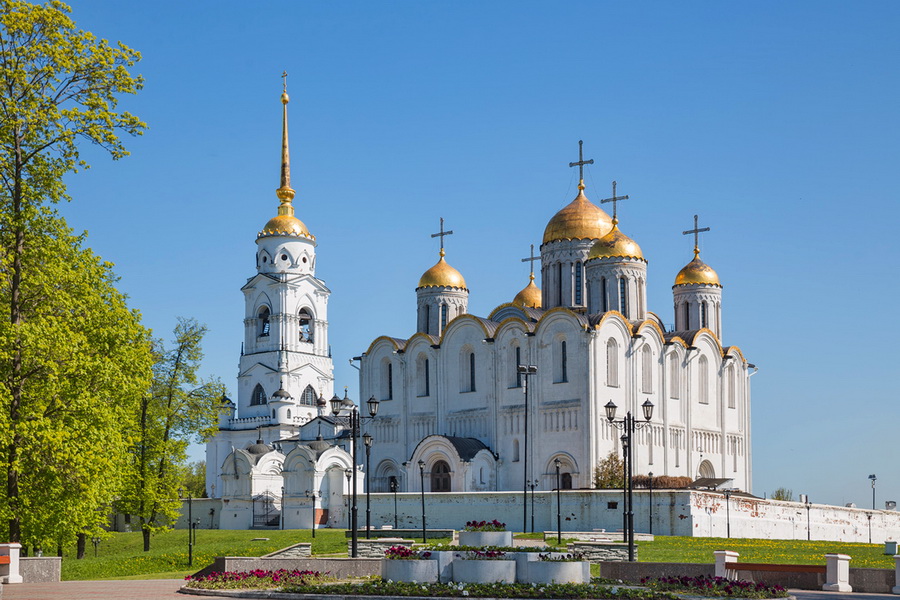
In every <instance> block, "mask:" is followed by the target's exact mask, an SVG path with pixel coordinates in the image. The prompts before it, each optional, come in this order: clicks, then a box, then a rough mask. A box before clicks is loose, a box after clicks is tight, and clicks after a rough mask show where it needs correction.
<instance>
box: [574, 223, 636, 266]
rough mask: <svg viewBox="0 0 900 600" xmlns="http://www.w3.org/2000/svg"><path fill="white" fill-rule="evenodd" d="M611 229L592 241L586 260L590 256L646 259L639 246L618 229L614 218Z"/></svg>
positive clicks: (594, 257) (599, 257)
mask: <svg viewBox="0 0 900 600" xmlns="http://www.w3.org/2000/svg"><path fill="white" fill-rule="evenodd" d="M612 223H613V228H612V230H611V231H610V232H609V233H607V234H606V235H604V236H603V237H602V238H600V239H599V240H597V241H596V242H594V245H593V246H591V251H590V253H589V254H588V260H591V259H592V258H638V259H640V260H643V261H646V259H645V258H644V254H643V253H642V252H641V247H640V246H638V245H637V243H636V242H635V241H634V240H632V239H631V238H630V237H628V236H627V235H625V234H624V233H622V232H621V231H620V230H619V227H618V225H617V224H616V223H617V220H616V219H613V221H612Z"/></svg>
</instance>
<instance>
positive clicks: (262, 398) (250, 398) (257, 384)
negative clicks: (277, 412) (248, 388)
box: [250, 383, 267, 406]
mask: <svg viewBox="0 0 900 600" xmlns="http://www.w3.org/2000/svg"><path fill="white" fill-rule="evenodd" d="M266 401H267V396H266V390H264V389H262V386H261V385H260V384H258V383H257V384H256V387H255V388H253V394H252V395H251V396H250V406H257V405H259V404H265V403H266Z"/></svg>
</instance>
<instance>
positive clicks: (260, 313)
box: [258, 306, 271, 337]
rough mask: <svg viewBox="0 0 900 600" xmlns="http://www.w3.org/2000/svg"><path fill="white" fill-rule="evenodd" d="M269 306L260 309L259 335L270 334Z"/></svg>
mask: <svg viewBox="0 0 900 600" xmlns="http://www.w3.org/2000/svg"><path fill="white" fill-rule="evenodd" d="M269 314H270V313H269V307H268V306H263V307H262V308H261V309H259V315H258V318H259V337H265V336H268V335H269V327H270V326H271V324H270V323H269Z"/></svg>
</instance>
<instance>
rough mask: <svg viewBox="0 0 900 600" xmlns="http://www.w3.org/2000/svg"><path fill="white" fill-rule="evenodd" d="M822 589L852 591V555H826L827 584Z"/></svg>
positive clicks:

────────

- [WHAT IS NEEDED]: Lay out the lines from the first one through the line containing "box: [574, 223, 636, 266]", both included, as a Markdown table with the columns n and Line, giving each line its row number. Skip blank lines and leave the pictures out.

- [ANSWER SECTION]:
| n | Line |
|---|---|
| 1 | In every <instance> block, "mask:" is followed by the target's exact mask, an SVG path with pixel coordinates in the image. The prompts before it, each optional, come in this order: clicks, then a box, then a rough mask. A box before clicks is loose, a box after clicks is tight, and clicks after a rough mask show where it needs correction. |
| 2 | <instance> |
| 3 | box: [574, 223, 636, 266] |